## To do
(1) In the piece on how the media shapes data consumption, how many people and how many different measurements did the chocolate study include?
(2) Carry on the piece about how the media shapes the way people consume data, starting after its last sentence.

## Extract to read
How do you think the media affects the ways in which people consume data?

Few media outlets discuss the nitty gritty details of data collection and analysis, yet at the same time they present the "facts" and opine on them. Due to issues like sample selection and omitted variable bias, however, I think the media, perhaps unintentionally, frequently mislead consumers.

For example, John Bohannon, a journalist with a PhD in molecular biology fooled the media by promoting a study in which he claimed to show that people on a low-carb diet lost weight 10 percent faster if they ate a chocolate bar every day. He writes, "We ran an actual clinical trial, with subjects randomly assigned to different diet regimes. And the statistically significant benefits of chocolate that we reported are based on the actual data. It was, in fact, a fairly typical study for the field of diet research. Which is to say: It was terrible science. The results are meaningless, and the health claims that the media blasted out to millions of people around the world are utterly unfounded."

If he ran the experiment, why then are the results meaningless? Bohannon writes, "Here’s a dirty little science secret: If you measure a large number of things about a small number of people, you are almost guaranteed to get a “statistically significant” result. Our study included 18 different measurements—weight, cholesterol, sodium, blood protein levels, sleep quality, well-being, etc.—from 15 people. That study design is a recipe for false positives."

By not digging into the analysis and focusing on the headline they knew would get people's attention, the media was complicit in misleading millions of media consumers regarding the benefits of chocolate (don't we wish it was true!). If the media reported such stories more accurately -- for example, by reporting the number of people studied, the number of outcomes, etc. -- then consumers would have more information from which to judge the validity of the claims.

Why should people care about understanding data? What are the consequences?

## Data for review
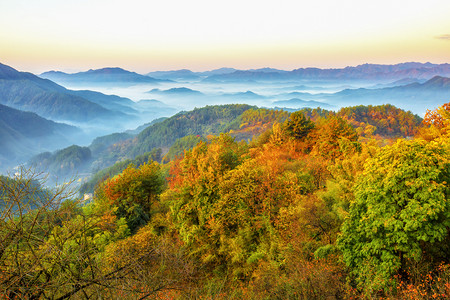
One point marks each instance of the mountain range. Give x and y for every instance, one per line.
x=28, y=92
x=116, y=76
x=361, y=72
x=415, y=96
x=23, y=134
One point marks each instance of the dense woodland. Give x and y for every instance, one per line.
x=249, y=204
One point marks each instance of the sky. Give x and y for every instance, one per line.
x=144, y=36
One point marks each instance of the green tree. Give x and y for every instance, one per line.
x=298, y=125
x=400, y=214
x=133, y=194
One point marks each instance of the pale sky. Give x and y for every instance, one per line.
x=144, y=36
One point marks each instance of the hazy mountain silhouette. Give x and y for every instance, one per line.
x=100, y=76
x=28, y=92
x=299, y=103
x=181, y=91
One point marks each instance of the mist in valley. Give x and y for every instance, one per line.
x=130, y=102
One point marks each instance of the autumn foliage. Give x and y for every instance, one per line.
x=315, y=205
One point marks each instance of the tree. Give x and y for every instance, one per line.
x=47, y=244
x=298, y=125
x=132, y=194
x=400, y=213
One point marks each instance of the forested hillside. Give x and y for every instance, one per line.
x=306, y=209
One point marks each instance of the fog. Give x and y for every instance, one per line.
x=151, y=101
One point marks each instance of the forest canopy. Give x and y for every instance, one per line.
x=315, y=205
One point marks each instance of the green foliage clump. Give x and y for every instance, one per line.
x=400, y=213
x=298, y=126
x=97, y=178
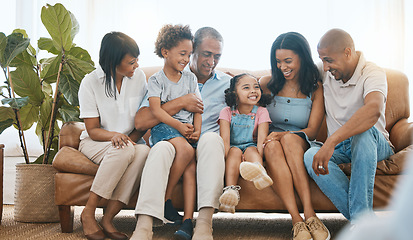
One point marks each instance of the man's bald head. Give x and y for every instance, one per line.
x=336, y=40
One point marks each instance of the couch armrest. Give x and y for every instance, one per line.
x=70, y=160
x=401, y=134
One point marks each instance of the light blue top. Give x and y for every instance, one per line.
x=289, y=114
x=213, y=97
x=160, y=86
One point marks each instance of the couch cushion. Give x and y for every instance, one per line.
x=391, y=166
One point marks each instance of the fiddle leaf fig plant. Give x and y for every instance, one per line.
x=42, y=91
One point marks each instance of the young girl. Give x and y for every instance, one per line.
x=174, y=45
x=243, y=127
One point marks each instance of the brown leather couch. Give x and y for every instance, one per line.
x=76, y=172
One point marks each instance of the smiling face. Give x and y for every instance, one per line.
x=289, y=63
x=127, y=66
x=177, y=57
x=335, y=62
x=206, y=58
x=248, y=91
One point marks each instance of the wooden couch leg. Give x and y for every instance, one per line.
x=66, y=218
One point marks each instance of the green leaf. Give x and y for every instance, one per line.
x=69, y=113
x=3, y=43
x=27, y=83
x=47, y=88
x=50, y=68
x=29, y=114
x=69, y=87
x=77, y=68
x=5, y=124
x=24, y=59
x=47, y=44
x=6, y=113
x=58, y=23
x=22, y=31
x=45, y=112
x=75, y=25
x=16, y=103
x=16, y=44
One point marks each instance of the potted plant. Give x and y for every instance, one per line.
x=42, y=92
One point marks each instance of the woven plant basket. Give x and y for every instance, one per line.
x=34, y=194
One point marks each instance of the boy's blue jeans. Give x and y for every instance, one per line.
x=363, y=151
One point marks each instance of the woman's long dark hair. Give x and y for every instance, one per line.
x=114, y=46
x=231, y=95
x=309, y=75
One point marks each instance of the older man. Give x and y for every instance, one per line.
x=207, y=50
x=355, y=94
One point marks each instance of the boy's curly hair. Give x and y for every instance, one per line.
x=231, y=95
x=170, y=35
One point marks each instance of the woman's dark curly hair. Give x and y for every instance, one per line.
x=170, y=35
x=231, y=96
x=114, y=47
x=309, y=75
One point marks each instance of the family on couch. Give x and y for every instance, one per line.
x=351, y=93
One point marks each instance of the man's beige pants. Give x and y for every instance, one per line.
x=119, y=173
x=210, y=175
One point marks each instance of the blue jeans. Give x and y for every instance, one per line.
x=363, y=151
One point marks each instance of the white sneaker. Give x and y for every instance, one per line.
x=141, y=234
x=229, y=199
x=317, y=229
x=256, y=173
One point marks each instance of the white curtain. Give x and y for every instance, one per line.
x=382, y=29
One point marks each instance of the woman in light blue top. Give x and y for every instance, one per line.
x=296, y=114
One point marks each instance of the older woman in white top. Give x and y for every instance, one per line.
x=109, y=98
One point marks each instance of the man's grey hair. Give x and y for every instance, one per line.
x=206, y=32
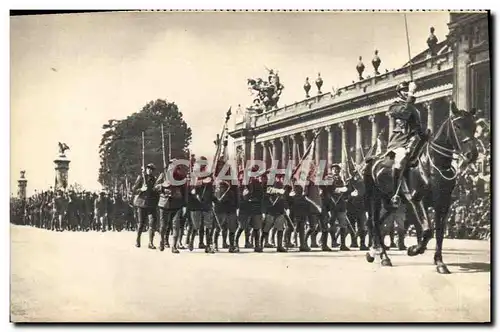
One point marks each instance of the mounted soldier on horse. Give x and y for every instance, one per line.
x=418, y=170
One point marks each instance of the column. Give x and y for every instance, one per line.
x=294, y=149
x=391, y=123
x=373, y=119
x=305, y=142
x=265, y=153
x=329, y=130
x=284, y=152
x=273, y=151
x=359, y=141
x=318, y=147
x=430, y=115
x=252, y=149
x=343, y=149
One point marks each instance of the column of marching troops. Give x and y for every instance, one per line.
x=268, y=216
x=219, y=213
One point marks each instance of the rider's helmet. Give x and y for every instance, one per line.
x=402, y=90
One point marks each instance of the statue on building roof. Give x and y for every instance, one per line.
x=62, y=148
x=307, y=87
x=376, y=62
x=432, y=42
x=360, y=67
x=267, y=92
x=319, y=83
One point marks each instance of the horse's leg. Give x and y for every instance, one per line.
x=421, y=217
x=385, y=260
x=441, y=208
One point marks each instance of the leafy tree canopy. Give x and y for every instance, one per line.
x=121, y=143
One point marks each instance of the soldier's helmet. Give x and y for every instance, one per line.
x=336, y=166
x=402, y=89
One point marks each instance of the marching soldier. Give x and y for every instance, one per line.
x=338, y=211
x=356, y=212
x=299, y=212
x=73, y=211
x=201, y=209
x=277, y=211
x=228, y=196
x=172, y=207
x=407, y=134
x=101, y=211
x=251, y=212
x=60, y=207
x=146, y=201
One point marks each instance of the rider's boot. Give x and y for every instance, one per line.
x=401, y=240
x=396, y=174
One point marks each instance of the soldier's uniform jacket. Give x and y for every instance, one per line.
x=276, y=203
x=203, y=196
x=60, y=204
x=119, y=207
x=299, y=207
x=407, y=124
x=341, y=198
x=228, y=198
x=149, y=197
x=73, y=205
x=172, y=197
x=253, y=201
x=101, y=206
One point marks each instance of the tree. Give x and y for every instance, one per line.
x=120, y=147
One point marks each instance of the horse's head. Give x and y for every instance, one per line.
x=463, y=128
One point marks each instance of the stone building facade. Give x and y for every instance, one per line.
x=351, y=118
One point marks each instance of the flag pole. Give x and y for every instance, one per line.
x=408, y=44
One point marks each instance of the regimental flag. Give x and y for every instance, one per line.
x=305, y=175
x=240, y=160
x=306, y=167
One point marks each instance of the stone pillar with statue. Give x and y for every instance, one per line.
x=62, y=168
x=21, y=186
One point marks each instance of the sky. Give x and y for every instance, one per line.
x=71, y=73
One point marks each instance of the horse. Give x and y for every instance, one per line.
x=428, y=182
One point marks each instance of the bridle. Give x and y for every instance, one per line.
x=446, y=152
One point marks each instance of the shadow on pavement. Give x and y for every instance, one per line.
x=472, y=267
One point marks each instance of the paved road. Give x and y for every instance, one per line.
x=99, y=277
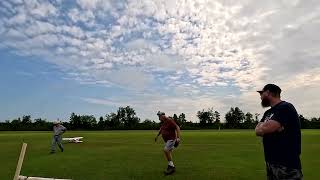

## Task results
(1) It included 15 people and 18 different measurements.

(2)
The consequences for understanding data are crucial for all citizens. In the case of Abraham Wald, a Jewish Mathematician who was responsible for fixing damaged Allied warplanes in WWII, interpreting the data correctly meant life or death for many pilots. Planes that returned from battle for servicing exhibited significant damage via bullet holes in the wings, nose and tail. Since the new protective armor was heavy, Wald had to be judicious in where he chose to allocate the extra protection. To the surprise of many, Wald chose the cockpit. He argued that being shot in the wing, tail, or nose allowed the plane to return home safely, but that no planes which returned were shot in the cockpit. He argued that since he only had a chance to fix planes that returned (as opposed to all the planes - as in the HR manager's problem in the first question), getting shot in the cockpit must mean sure destruction. Many claim that his choice saved the lives of numerous pilots, though proving this would be very difficult.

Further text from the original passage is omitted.